Some Canadian business leaders have expressed worry over Trump’s promise to introduce a universal 10 per cent tariff on all American imports.

A Canadian Chamber of Commerce report released last month suggested those tariffs would shrink the Canadian economy, resulting in around $30 billion per year in economic costs.

More than 77 per cent of Canadian exports go to the U.S.

Canada’s manufacturing sector faces the biggest risk should Trump push forward on imposing broad tariffs, said Canadian Manufacturers and Exporters president and CEO Dennis Darby. He said the sector is the “most trade-exposed” within Canada.

“It’s in the U.S.’s best interest, it’s in our best interest, but most importantly for consumers across North America, that we’re able to trade goods, materials, ingredients, as we have under the trade agreements,” Darby said in an interview.

## GIVEN DATA
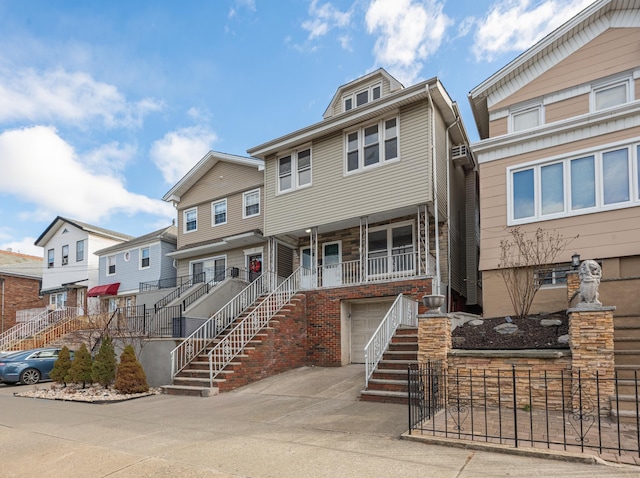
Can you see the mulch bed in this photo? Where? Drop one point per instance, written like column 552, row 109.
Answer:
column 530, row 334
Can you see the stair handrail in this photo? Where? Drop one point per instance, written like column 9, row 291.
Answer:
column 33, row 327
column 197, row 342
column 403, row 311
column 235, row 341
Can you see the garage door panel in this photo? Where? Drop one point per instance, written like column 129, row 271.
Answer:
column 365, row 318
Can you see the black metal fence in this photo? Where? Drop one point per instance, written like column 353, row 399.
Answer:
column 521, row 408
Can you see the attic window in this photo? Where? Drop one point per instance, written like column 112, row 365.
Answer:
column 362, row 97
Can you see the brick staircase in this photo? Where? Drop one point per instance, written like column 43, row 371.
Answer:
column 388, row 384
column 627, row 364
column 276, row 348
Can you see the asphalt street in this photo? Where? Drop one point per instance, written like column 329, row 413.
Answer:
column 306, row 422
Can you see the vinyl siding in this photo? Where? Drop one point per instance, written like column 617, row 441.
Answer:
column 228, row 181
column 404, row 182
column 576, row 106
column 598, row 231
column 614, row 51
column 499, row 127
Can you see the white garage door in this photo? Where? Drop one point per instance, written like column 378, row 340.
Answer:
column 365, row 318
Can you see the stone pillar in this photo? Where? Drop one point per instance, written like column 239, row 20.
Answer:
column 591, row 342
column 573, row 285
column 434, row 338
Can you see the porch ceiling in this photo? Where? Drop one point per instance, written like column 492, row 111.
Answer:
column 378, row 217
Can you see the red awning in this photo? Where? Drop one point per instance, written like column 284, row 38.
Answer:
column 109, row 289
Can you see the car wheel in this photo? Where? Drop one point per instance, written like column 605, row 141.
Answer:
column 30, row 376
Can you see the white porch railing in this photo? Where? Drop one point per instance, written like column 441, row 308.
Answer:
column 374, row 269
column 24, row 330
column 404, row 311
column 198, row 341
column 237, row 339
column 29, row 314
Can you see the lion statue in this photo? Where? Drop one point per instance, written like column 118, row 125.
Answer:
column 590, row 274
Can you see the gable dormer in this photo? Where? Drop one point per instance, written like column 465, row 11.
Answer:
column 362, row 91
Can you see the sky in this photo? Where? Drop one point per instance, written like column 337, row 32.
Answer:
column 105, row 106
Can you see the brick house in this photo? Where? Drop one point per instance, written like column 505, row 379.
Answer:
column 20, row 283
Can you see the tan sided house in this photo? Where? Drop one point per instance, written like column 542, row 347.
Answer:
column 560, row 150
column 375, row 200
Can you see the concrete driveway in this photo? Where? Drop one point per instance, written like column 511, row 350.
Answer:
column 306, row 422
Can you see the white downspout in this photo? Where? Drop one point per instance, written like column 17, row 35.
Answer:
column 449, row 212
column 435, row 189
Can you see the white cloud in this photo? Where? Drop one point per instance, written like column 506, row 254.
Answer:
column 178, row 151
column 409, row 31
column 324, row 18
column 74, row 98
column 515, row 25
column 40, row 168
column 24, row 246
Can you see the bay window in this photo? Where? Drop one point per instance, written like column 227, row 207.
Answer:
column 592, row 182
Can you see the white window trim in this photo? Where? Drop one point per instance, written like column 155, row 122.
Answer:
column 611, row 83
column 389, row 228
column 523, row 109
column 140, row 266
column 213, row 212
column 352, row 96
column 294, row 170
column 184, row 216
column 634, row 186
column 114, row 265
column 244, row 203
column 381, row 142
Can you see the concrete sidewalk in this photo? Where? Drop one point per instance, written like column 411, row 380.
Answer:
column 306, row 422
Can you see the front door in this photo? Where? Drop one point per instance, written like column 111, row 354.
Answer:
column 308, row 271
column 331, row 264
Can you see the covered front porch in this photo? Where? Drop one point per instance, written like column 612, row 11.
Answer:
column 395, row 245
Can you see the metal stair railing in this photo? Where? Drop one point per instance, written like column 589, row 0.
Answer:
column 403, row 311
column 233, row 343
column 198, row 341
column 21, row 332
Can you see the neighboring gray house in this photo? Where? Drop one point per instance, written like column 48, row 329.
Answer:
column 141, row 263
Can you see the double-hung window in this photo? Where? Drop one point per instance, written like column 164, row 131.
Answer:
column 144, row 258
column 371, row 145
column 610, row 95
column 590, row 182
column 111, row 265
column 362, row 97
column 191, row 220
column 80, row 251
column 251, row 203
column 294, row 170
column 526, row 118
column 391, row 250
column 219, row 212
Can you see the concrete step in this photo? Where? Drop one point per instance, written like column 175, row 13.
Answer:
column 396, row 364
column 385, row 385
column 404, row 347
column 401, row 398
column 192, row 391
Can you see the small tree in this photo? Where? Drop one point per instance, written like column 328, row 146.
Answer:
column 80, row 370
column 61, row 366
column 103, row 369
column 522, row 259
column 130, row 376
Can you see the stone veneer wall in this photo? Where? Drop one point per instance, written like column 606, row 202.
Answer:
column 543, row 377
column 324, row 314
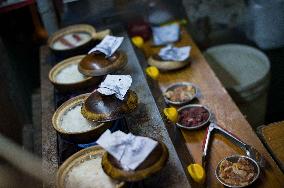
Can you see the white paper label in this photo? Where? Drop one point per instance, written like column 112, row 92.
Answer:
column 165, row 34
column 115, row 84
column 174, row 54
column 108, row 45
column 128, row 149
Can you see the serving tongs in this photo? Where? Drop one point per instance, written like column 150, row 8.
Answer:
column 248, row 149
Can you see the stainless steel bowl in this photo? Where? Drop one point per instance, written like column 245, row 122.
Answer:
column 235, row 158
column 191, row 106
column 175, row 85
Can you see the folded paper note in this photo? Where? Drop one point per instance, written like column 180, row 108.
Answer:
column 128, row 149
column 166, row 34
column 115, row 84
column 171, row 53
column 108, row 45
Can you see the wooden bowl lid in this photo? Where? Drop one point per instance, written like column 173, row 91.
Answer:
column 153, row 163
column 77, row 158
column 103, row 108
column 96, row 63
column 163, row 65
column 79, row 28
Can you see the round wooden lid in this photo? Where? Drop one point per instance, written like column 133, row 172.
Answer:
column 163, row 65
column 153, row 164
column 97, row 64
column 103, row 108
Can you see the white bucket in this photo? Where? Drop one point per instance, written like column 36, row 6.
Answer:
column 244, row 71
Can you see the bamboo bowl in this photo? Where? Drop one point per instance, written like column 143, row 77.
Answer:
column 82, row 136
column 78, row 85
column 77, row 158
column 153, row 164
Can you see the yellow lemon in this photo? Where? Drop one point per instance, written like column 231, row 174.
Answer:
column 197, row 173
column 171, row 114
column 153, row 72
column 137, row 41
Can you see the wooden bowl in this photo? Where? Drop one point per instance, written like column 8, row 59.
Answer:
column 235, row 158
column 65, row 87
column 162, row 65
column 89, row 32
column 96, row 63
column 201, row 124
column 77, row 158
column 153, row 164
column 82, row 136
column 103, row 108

## TASK SET
• A. According to the tariff passage, what share of Canadian exports go to the U.S.?
• B. Please translate this sentence from the tariff passage into Spanish: "He said the sector is the “most trade-exposed” within Canada."
• C. Summarize the tariff passage in two sentences.

## SOLUTION SET
• A. More than 77 percent.

• B. Dijo que el sector es el «más expuesto al comercio» dentro de Canadá.

• C. Some Canadian business leaders are worried about Trump's promised universal 10 percent tariff, which a Canadian Chamber of Commerce report suggested would cost the Canadian economy around $30 billion per year. Dennis Darby of Canadian Manufacturers and Exporters said manufacturing, the most trade-exposed sector, faces the biggest risk, and that continued trade under the trade agreements serves both countries and consumers across North America.